#### [REQUIRED ACTION]
Your answer should restate each line of the data below word for word.

#### [EXCERPTED RECORDS]

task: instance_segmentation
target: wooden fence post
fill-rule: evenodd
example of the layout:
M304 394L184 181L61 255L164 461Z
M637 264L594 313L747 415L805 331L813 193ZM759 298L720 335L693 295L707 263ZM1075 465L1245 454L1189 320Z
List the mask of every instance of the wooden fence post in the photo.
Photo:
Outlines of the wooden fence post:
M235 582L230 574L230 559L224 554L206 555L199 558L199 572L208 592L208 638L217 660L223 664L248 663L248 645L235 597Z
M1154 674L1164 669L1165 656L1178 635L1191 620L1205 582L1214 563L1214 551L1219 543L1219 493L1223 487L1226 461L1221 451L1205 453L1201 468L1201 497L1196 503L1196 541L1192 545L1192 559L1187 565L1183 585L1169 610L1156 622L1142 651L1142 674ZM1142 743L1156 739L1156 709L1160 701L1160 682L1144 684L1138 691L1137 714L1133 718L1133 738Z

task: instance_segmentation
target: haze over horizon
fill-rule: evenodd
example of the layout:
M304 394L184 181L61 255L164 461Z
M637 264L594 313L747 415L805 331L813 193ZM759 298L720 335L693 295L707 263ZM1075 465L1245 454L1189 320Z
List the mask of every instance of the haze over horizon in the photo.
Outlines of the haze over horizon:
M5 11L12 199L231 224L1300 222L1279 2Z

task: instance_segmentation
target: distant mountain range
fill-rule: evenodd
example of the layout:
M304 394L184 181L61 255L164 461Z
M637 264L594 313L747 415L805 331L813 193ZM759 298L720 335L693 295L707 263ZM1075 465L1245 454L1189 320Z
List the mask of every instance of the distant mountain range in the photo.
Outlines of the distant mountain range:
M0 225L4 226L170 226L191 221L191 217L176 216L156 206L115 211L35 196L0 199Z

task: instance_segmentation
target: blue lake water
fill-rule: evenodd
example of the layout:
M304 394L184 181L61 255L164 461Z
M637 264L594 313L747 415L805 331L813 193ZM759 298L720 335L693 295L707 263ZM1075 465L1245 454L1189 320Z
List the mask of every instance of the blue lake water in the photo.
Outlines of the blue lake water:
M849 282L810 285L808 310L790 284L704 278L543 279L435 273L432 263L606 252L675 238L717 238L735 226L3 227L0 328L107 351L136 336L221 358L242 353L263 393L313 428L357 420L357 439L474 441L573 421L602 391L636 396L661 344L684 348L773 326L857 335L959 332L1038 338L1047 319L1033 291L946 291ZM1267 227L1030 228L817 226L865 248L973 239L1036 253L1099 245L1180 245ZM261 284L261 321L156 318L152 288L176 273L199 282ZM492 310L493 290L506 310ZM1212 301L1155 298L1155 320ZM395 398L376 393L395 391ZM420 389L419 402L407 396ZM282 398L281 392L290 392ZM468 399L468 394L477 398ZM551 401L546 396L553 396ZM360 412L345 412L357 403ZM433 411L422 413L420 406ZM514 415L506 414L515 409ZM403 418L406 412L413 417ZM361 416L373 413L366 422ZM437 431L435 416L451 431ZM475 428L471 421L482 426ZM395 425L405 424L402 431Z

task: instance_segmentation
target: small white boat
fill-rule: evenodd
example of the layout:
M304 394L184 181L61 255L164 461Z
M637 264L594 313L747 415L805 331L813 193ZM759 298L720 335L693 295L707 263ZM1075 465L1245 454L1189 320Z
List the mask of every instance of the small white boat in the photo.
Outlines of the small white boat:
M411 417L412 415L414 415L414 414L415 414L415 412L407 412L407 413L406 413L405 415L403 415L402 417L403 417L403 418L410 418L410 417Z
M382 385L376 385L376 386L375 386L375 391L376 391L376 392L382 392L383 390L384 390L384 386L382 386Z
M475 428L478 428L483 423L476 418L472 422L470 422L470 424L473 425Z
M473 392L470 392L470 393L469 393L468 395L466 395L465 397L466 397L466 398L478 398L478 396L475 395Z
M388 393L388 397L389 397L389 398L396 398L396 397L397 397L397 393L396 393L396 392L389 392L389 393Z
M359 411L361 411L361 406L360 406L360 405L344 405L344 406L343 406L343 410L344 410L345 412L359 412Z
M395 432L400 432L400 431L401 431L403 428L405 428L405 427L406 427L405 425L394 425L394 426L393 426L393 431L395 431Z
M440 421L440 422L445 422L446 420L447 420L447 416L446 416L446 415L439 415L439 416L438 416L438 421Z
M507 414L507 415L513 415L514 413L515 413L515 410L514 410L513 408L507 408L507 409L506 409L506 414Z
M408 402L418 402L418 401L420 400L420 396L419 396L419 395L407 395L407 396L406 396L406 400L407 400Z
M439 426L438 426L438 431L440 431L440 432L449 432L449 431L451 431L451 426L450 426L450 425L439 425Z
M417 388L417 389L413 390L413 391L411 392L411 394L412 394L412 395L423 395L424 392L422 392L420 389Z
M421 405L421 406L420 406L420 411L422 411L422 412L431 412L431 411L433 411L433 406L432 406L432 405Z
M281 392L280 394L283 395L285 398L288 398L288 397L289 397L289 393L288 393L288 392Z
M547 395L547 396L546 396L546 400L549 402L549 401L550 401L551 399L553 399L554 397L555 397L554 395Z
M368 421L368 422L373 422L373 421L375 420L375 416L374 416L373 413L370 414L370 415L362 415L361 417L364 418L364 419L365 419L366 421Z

#### [WRITTEN REPLY]
task: instance_segmentation
target: wooden fence post
fill-rule: evenodd
example of the layout:
M304 394L184 181L61 255L164 461Z
M637 264L594 313L747 415L805 331L813 193ZM759 298L720 335L693 295L707 263ZM1075 465L1245 454L1189 320Z
List the mask of every instance of the wooden fence post in the photo.
Photo:
Outlines of the wooden fence post:
M235 582L230 574L230 559L224 554L206 555L199 558L199 572L208 592L208 638L217 660L223 664L248 663L248 645L235 597Z
M1154 674L1164 669L1165 656L1178 635L1191 620L1205 582L1214 563L1214 551L1219 543L1219 493L1223 487L1226 461L1221 451L1205 453L1201 468L1201 497L1196 503L1196 541L1192 545L1192 559L1187 565L1183 585L1169 610L1156 622L1142 651L1142 674ZM1142 743L1156 739L1156 709L1160 701L1160 682L1144 684L1138 691L1137 714L1133 718L1133 738Z

task: instance_segmentation
target: haze over horizon
fill-rule: evenodd
example of the layout:
M304 394L184 181L61 255L164 461Z
M637 264L594 313L747 415L805 331L813 193ZM759 298L720 335L693 295L707 263ZM1075 465L1245 454L1189 320Z
List the mask of every instance of the haze over horizon in the photo.
Outlines of the haze over horizon:
M5 11L12 199L231 224L1300 222L1279 2Z

task: instance_segmentation
target: distant mountain range
fill-rule: evenodd
example of the layout:
M304 394L184 181L61 255L164 461Z
M637 264L594 313L747 415L805 331L813 193ZM759 298L720 335L693 295L707 263ZM1075 465L1245 454L1189 320Z
List the mask of every instance of the distant mountain range in the photo.
Outlines of the distant mountain range:
M0 225L4 226L170 226L191 221L191 217L176 216L156 206L115 211L35 196L0 199Z

task: instance_segmentation
target: blue lake water
fill-rule: evenodd
example of the layout:
M304 394L184 181L61 255L164 461Z
M637 264L594 313L747 415L805 331L813 193ZM759 298L720 335L693 295L707 263ZM1075 465L1245 454L1189 320Z
List the mask of every instance of the blue lake water in the photo.
Outlines of the blue lake water:
M849 282L810 285L808 310L790 284L704 278L543 279L435 273L432 263L606 252L675 238L717 238L735 226L3 227L0 328L107 351L136 336L221 358L242 353L263 393L313 428L357 420L357 439L474 441L573 421L602 391L636 396L661 344L684 348L773 326L857 335L959 332L1038 338L1047 319L1033 291L946 291ZM1267 227L1030 228L817 226L865 248L973 239L1036 253L1099 245L1180 245ZM261 284L261 321L156 318L152 288L176 273L199 282ZM492 310L493 290L506 310ZM1212 301L1155 298L1155 320ZM395 398L376 393L395 391ZM420 389L419 402L407 396ZM282 398L281 392L290 392ZM468 399L468 394L477 398ZM551 401L546 396L553 396ZM360 412L345 412L357 403ZM433 411L422 413L420 406ZM514 415L506 414L515 409ZM403 418L406 412L413 417ZM361 416L373 413L366 422ZM437 431L435 416L451 431ZM475 428L471 421L482 426ZM395 425L405 424L402 431Z

task: instance_segmentation
target: small white boat
fill-rule: evenodd
example of the layout:
M304 394L184 181L61 255L164 461Z
M637 264L594 313L747 415L805 331L813 193ZM759 298L720 335L693 295L707 263ZM1075 465L1245 454L1189 320Z
List the mask of every instance of the small white boat in the photo.
Outlines of the small white boat:
M411 417L412 415L414 415L414 414L415 414L415 412L407 412L407 413L406 413L405 415L403 415L402 417L403 417L403 418L410 418L410 417Z
M382 385L376 385L376 386L375 386L375 391L376 391L376 392L382 392L383 390L384 390L384 386L382 386Z
M475 428L478 428L483 423L476 418L472 422L470 422L470 424L473 425Z
M473 392L470 392L470 393L469 393L468 395L466 395L465 397L466 397L466 398L478 398L478 396L475 395Z
M388 393L388 397L389 397L389 398L396 398L396 397L397 397L397 393L396 393L396 392L389 392L389 393Z
M359 411L361 411L361 406L360 406L360 405L344 405L344 406L343 406L343 410L344 410L345 412L359 412Z
M395 432L400 432L400 431L401 431L403 428L405 428L405 427L406 427L405 425L394 425L394 426L393 426L393 431L395 431Z
M440 421L440 422L445 422L446 420L447 420L447 416L446 416L446 415L439 415L439 416L438 416L438 421Z
M507 414L507 415L513 415L514 413L515 413L515 410L514 410L513 408L507 408L507 409L506 409L506 414Z
M408 402L418 402L418 401L420 400L420 396L419 396L419 395L407 395L407 396L406 396L406 400L407 400Z
M439 426L438 426L438 431L440 431L440 432L449 432L449 431L451 431L451 426L450 426L450 425L439 425Z
M417 388L417 389L413 390L413 391L411 392L411 394L412 394L412 395L423 395L424 392L422 392L420 389Z
M421 405L421 406L420 406L420 411L422 411L422 412L431 412L431 411L433 411L433 406L432 406L432 405Z
M281 392L280 394L283 395L285 398L288 398L288 397L289 397L289 393L288 393L288 392Z
M547 395L547 396L546 396L546 400L549 402L549 401L550 401L551 399L553 399L554 397L555 397L554 395Z
M368 421L368 422L373 422L373 421L375 420L375 416L374 416L373 413L370 414L370 415L362 415L361 417L364 418L364 419L365 419L366 421Z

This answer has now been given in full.